What is required:
Copy exactly the lines of the data below that run from the line holding "box: [32, 391, 626, 571]" through the line holding "positive clicks: (140, 531)", both ends included.

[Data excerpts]
§
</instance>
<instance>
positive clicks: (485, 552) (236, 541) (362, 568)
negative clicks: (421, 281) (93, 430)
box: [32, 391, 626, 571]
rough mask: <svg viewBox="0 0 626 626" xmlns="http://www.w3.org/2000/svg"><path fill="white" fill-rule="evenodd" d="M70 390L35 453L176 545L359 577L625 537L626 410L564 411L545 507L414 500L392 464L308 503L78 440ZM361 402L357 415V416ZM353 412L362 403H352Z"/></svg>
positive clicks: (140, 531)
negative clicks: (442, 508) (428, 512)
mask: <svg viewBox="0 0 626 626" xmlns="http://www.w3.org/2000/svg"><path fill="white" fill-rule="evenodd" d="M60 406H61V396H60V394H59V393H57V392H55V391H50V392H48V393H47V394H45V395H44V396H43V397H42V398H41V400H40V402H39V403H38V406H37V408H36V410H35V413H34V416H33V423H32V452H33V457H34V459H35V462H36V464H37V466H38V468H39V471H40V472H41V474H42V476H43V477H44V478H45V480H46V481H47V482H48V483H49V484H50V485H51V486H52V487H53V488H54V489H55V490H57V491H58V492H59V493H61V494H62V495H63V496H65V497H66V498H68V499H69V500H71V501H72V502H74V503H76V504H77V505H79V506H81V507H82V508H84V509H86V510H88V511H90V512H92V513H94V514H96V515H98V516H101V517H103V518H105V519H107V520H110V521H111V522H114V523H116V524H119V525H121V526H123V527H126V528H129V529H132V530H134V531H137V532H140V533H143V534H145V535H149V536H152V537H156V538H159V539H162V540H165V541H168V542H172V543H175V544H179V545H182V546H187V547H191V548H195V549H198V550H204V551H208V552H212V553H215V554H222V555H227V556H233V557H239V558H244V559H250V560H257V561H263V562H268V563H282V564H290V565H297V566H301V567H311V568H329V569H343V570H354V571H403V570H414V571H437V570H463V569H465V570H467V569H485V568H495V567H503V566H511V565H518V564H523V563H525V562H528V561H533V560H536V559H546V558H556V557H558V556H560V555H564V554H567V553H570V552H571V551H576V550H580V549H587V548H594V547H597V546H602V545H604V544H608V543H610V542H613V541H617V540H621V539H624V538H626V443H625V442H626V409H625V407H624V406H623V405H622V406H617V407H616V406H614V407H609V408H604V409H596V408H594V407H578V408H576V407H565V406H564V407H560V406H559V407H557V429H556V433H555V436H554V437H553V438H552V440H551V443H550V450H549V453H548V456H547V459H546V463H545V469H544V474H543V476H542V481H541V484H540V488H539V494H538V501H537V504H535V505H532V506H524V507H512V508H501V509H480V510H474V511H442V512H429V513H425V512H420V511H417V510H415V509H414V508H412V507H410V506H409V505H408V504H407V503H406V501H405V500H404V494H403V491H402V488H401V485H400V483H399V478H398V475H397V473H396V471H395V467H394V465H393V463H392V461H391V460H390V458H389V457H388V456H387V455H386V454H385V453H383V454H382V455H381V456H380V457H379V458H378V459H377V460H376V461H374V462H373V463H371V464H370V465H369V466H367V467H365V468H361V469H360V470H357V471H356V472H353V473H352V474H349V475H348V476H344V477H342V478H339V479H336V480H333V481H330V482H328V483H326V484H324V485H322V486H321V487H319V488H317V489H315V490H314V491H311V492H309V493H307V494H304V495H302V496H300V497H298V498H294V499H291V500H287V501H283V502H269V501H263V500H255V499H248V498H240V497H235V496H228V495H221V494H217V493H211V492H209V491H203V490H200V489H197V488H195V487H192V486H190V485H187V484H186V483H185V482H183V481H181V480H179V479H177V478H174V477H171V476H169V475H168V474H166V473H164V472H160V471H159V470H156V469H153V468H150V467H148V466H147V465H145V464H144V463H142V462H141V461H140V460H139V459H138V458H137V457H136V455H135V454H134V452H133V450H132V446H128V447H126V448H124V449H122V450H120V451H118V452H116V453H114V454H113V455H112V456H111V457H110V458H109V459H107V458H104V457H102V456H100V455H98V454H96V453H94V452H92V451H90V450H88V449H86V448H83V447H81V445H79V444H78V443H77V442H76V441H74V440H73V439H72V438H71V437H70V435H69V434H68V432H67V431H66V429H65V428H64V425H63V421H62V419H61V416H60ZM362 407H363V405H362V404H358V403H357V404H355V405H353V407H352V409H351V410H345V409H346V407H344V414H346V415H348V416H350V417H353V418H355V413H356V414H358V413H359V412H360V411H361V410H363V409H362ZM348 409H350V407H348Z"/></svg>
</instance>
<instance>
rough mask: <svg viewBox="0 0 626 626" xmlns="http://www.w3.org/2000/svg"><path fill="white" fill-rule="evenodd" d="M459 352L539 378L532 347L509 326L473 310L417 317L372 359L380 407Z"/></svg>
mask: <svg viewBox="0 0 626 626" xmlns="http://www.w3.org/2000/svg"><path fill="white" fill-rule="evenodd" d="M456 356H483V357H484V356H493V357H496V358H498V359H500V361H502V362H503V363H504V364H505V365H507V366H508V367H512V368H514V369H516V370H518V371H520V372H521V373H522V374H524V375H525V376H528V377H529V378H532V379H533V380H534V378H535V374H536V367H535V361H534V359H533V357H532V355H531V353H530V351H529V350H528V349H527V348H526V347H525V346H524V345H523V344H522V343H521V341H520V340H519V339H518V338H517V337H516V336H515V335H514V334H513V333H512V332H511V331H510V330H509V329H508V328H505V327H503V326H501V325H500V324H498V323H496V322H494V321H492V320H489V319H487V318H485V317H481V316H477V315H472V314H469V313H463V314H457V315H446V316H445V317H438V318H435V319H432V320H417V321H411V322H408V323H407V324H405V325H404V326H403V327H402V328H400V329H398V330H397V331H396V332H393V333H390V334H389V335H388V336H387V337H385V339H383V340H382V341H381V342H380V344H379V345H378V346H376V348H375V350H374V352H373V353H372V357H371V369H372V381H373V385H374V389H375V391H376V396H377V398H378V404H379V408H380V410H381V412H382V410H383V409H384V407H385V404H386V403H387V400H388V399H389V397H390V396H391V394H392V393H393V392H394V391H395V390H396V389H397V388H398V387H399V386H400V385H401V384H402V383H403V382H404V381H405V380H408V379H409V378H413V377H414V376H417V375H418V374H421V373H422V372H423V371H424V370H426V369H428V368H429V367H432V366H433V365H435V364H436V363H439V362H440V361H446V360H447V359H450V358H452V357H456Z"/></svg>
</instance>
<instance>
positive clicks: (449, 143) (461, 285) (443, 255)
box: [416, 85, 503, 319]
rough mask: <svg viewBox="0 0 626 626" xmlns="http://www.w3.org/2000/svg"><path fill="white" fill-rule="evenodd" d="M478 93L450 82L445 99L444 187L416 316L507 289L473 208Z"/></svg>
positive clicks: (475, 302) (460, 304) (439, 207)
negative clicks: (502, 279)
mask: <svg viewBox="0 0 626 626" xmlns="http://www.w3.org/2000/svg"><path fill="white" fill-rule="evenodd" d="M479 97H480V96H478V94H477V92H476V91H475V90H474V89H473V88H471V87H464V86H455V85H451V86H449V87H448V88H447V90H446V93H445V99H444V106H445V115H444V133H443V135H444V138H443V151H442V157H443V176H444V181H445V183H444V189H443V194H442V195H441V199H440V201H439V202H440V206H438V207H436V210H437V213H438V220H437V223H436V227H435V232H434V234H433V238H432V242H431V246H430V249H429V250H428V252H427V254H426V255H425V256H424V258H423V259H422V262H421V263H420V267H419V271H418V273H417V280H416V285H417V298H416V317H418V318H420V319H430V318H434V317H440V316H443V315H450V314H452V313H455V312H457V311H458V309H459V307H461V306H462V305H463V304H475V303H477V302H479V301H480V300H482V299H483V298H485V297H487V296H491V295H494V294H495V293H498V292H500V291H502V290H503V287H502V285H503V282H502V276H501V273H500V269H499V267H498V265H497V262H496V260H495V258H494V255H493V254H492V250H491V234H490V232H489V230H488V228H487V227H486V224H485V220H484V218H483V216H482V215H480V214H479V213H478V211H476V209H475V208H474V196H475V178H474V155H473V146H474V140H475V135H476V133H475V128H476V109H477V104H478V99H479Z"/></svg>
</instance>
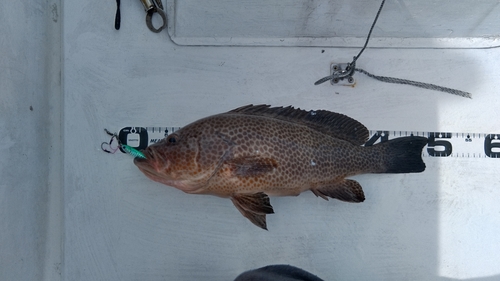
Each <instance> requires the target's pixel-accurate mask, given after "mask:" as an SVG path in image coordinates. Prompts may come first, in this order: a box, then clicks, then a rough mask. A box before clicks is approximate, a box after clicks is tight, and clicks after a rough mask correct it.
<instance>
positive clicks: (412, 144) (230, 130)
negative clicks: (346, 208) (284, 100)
mask: <svg viewBox="0 0 500 281" xmlns="http://www.w3.org/2000/svg"><path fill="white" fill-rule="evenodd" d="M368 137H369V133H368V130H367V129H366V127H365V126H363V125H362V124H361V123H359V122H358V121H356V120H354V119H352V118H350V117H347V116H345V115H343V114H339V113H334V112H330V111H326V110H315V111H305V110H301V109H296V108H293V107H291V106H289V107H270V106H269V105H247V106H243V107H240V108H237V109H234V110H231V111H229V112H226V113H221V114H217V115H213V116H209V117H206V118H203V119H200V120H198V121H195V122H193V123H191V124H189V125H187V126H185V127H183V128H181V129H180V130H178V131H176V132H174V133H172V134H170V135H168V136H167V137H166V138H164V139H163V140H161V141H159V142H157V143H155V144H153V145H151V146H149V147H147V148H146V149H145V150H143V153H144V155H145V158H139V157H136V158H135V159H134V163H135V165H137V167H138V168H139V169H140V170H141V171H142V172H143V173H144V174H145V175H146V176H147V177H148V178H150V179H152V180H154V181H157V182H160V183H163V184H165V185H168V186H172V187H175V188H178V189H180V190H182V191H184V192H186V193H191V194H210V195H216V196H219V197H223V198H230V199H231V201H232V202H233V204H234V205H235V206H236V208H237V209H238V210H239V211H240V212H241V214H242V215H243V216H245V217H246V218H247V219H249V220H250V221H251V222H252V223H254V224H255V225H257V226H259V227H261V228H263V229H267V225H266V214H272V213H274V211H273V207H272V206H271V204H270V200H269V197H268V196H297V195H299V194H300V193H301V192H304V191H306V190H311V191H312V192H313V193H314V194H315V195H316V196H319V197H321V198H324V199H326V200H328V197H330V198H336V199H339V200H342V201H347V202H363V201H364V200H365V196H364V193H363V189H362V188H361V185H360V184H359V183H358V182H357V181H355V180H352V179H347V177H349V176H353V175H357V174H364V173H418V172H422V171H424V170H425V164H424V162H423V161H422V149H423V147H424V146H425V145H426V144H427V138H424V137H416V136H409V137H401V138H396V139H392V140H389V141H386V142H381V143H379V144H375V145H373V146H363V144H364V143H365V142H366V141H367V139H368Z"/></svg>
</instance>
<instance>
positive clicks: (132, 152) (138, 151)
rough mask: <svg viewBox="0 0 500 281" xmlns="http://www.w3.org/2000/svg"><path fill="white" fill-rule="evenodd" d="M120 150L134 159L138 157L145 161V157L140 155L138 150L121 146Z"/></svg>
mask: <svg viewBox="0 0 500 281" xmlns="http://www.w3.org/2000/svg"><path fill="white" fill-rule="evenodd" d="M121 149H122V150H123V151H125V152H126V153H127V154H130V155H132V156H133V157H134V158H135V157H138V158H143V159H146V156H145V155H144V153H142V152H140V151H139V150H137V149H135V148H133V147H131V146H130V145H126V144H122V145H121Z"/></svg>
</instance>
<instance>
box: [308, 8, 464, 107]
mask: <svg viewBox="0 0 500 281" xmlns="http://www.w3.org/2000/svg"><path fill="white" fill-rule="evenodd" d="M384 3H385V0H382V3H381V4H380V7H379V9H378V12H377V15H376V16H375V20H374V21H373V23H372V26H371V27H370V31H369V32H368V36H367V37H366V41H365V45H364V46H363V48H362V49H361V51H359V53H358V55H357V56H355V57H354V58H353V60H352V62H351V63H349V64H348V66H347V67H346V70H345V71H343V72H333V73H332V74H331V75H329V76H326V77H323V78H321V79H319V80H318V81H316V82H315V83H314V85H319V84H323V83H324V82H326V81H329V80H333V79H335V78H337V79H340V80H343V79H344V78H346V77H348V76H350V75H352V74H353V69H352V68H351V67H353V68H354V70H356V71H358V72H361V73H363V74H365V75H367V76H369V77H371V78H374V79H377V80H379V81H382V82H386V83H393V84H403V85H411V86H415V87H419V88H423V89H428V90H434V91H441V92H445V93H449V94H453V95H457V96H461V97H464V98H469V99H472V95H471V94H470V93H468V92H463V91H460V90H455V89H451V88H446V87H441V86H438V85H434V84H430V83H423V82H417V81H412V80H406V79H400V78H394V77H386V76H377V75H373V74H371V73H369V72H367V71H365V70H363V69H361V68H356V60H357V59H358V58H359V57H360V56H361V54H362V53H363V51H364V50H365V49H366V46H367V45H368V41H369V40H370V36H371V35H372V31H373V28H374V27H375V23H377V20H378V17H379V15H380V12H381V11H382V8H383V7H384Z"/></svg>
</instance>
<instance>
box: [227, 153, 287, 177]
mask: <svg viewBox="0 0 500 281" xmlns="http://www.w3.org/2000/svg"><path fill="white" fill-rule="evenodd" d="M226 164H228V165H230V167H231V171H232V172H233V173H234V175H236V176H238V177H253V176H259V175H263V174H267V173H270V172H272V171H273V170H274V169H276V168H277V167H278V162H277V161H276V160H275V159H273V158H264V157H258V156H242V157H238V158H233V159H231V160H228V161H227V162H226Z"/></svg>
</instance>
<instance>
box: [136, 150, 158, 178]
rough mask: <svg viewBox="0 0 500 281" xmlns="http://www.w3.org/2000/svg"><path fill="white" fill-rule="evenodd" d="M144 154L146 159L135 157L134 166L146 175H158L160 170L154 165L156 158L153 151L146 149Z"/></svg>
mask: <svg viewBox="0 0 500 281" xmlns="http://www.w3.org/2000/svg"><path fill="white" fill-rule="evenodd" d="M142 152H143V153H144V156H145V157H146V158H140V157H135V158H134V164H135V165H136V166H137V167H138V168H139V170H141V171H142V172H143V173H145V174H146V172H148V173H153V174H158V170H157V169H156V167H154V165H153V163H155V157H154V155H153V153H151V150H150V149H148V148H146V149H145V150H143V151H142Z"/></svg>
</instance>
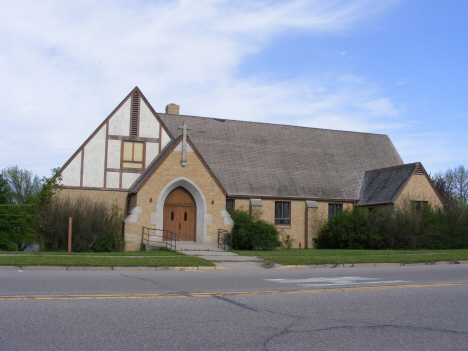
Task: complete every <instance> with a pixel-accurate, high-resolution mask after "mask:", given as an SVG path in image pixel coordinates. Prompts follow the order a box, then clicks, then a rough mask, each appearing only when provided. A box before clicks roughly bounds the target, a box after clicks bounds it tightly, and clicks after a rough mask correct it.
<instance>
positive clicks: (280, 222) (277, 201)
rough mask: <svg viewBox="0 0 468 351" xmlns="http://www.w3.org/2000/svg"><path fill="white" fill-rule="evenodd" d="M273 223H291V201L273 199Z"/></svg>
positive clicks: (280, 224) (286, 223)
mask: <svg viewBox="0 0 468 351" xmlns="http://www.w3.org/2000/svg"><path fill="white" fill-rule="evenodd" d="M275 224H279V225H291V203H290V202H285V201H275Z"/></svg>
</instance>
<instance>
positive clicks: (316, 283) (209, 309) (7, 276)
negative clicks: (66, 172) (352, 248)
mask: <svg viewBox="0 0 468 351" xmlns="http://www.w3.org/2000/svg"><path fill="white" fill-rule="evenodd" d="M0 295H1V296H2V297H0V315H1V317H0V350H344V349H346V350H468V265H447V266H412V267H380V268H345V269H337V268H335V269H327V268H324V269H297V270H278V269H251V270H226V271H151V272H138V271H125V272H118V271H105V272H99V271H23V272H18V271H0Z"/></svg>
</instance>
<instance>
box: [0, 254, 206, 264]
mask: <svg viewBox="0 0 468 351" xmlns="http://www.w3.org/2000/svg"><path fill="white" fill-rule="evenodd" d="M8 254H9V253H7V252H4V253H3V254H0V265H8V266H26V265H29V266H42V265H44V266H107V267H109V266H126V267H132V266H134V267H135V266H149V267H175V266H178V267H191V266H214V264H213V263H211V262H210V261H207V260H204V259H202V258H199V257H192V256H185V255H183V254H181V253H178V252H169V251H149V252H144V253H142V252H114V253H107V252H105V253H86V254H78V253H74V254H68V253H65V252H64V253H58V254H57V253H56V252H55V253H50V252H47V253H43V252H40V253H24V254H15V255H8ZM143 255H144V256H143ZM129 256H141V257H129Z"/></svg>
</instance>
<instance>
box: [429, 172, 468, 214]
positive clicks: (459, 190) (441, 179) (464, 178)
mask: <svg viewBox="0 0 468 351" xmlns="http://www.w3.org/2000/svg"><path fill="white" fill-rule="evenodd" d="M432 182H433V183H434V186H435V187H436V189H437V190H438V191H439V194H440V195H441V197H442V198H443V199H444V200H445V201H446V204H448V205H468V170H467V169H466V168H465V166H463V165H459V166H457V167H455V168H454V169H448V170H446V171H445V172H439V173H436V174H435V175H434V176H433V177H432Z"/></svg>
§
Solution:
box: [32, 391, 626, 571]
rough mask: <svg viewBox="0 0 626 626" xmlns="http://www.w3.org/2000/svg"><path fill="white" fill-rule="evenodd" d="M70 390L35 453L176 545L359 577L625 537L626 410L564 411L545 507L414 500L392 464L308 503L78 440ZM361 402L357 415V416ZM353 412L362 403H352Z"/></svg>
positive clicks: (140, 531)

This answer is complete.